Reproduce the records below in their entirety, character for character.

# # # #

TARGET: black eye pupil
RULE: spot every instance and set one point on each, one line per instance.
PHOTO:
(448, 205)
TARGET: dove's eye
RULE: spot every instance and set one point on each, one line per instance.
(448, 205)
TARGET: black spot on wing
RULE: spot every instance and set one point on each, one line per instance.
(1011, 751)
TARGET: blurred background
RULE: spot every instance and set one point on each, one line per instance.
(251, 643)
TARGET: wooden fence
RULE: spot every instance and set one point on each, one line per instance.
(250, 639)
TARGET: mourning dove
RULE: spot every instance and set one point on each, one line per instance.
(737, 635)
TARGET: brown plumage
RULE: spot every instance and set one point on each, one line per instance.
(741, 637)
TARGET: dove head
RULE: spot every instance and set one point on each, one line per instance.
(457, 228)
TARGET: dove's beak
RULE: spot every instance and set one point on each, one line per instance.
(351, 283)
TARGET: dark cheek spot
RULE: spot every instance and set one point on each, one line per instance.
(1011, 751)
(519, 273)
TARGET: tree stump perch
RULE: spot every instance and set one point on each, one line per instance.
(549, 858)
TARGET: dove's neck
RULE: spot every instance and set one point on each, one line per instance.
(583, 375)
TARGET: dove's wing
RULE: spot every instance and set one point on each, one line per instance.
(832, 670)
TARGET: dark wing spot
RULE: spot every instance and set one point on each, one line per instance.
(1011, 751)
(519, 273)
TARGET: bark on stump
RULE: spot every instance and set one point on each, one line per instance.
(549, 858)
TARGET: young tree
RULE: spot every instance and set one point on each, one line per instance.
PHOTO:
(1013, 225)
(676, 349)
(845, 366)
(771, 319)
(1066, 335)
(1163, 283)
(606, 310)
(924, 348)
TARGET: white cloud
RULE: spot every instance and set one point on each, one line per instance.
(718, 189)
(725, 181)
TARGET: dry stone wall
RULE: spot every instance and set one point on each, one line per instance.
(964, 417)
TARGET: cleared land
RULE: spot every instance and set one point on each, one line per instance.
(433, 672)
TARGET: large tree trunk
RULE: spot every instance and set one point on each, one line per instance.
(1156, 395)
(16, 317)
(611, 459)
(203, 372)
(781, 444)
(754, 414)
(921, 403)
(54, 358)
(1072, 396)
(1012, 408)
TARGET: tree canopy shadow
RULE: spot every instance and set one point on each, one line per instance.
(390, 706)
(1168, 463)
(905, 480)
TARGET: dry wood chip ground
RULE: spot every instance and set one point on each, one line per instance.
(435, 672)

# # # #

SOLUTION FOR THIS EXERCISE:
TARGET: black eye pupil
RULE: spot every instance and set one point on each, one line per instance.
PHOTO:
(448, 205)
TARGET: dove's eye
RULE: spot every instance and set one point on each, one line per instance.
(448, 205)
TARGET: black spot on wing
RULE: spot every instance and set one point on each, one line per instance.
(1011, 751)
TARGET: blurred background
RULE: spot every instance and set one point on each, one line per instance.
(251, 643)
TARGET: wooden fence
RULE: spot every instance and set one point on each, one line per instance.
(250, 639)
TARGET: mourning dove
RULE: spot every instance and set one point on each, one line per instance.
(737, 635)
TARGET: brown plumage
RULE: spot every instance and set one point on each, one line per instance.
(741, 637)
TARGET: dove head
RULE: spot every instance and set one point on each, one line per instance.
(457, 228)
TARGET: dove's beak
RULE: spot every instance and set one point on each, one line per instance.
(351, 283)
TARGET: dark cheek spot
RULE: spot every instance and set one point on each, one line per instance.
(1011, 751)
(519, 273)
TARGET: tree stump perch
RULE: spot every instance and set one point on each, one line per instance.
(549, 858)
TARGET: dove's neck
RULE: spot every instance and set one point on each, one line per instance.
(583, 375)
TARGET: dove's wing
RULE: spot every instance and set one point on each, one line per instance.
(832, 670)
TARGET: dark wing spot
RULE: spot every instance and set one point on each, one line per instance.
(1011, 751)
(519, 273)
TARGET: bark on stump
RULE: spot every instance and set one point on each, one line per instance.
(549, 858)
TARGET: young tree
RULE: spot every instance and set one point on each, one line per instance.
PHOTO:
(1013, 225)
(676, 349)
(845, 366)
(771, 319)
(1066, 335)
(1163, 283)
(606, 310)
(924, 348)
TARGET: white cloud
RULE: spot every instance and set one point on each, one line per instance.
(718, 189)
(725, 181)
TARGET: dry stone wall
RULE: spot every instance and set one point on each, one line per instance.
(964, 417)
TARGET: cleared land
RULE: spot every instance and set one point on each, one line per instance.
(433, 672)
TARGET: large tree trunk
RULE: spot every instance and set one point on each, one line per instance.
(1156, 395)
(16, 317)
(611, 459)
(203, 372)
(781, 444)
(754, 414)
(921, 403)
(54, 358)
(1072, 396)
(1012, 408)
TARGET: tree canopy shadow
RULE: spot every instance and set one point on each, one line per instance.
(390, 706)
(1168, 463)
(905, 480)
TARGET: dry wood chip ground
RULE: spot every instance and set one point on each, one line per instance.
(435, 672)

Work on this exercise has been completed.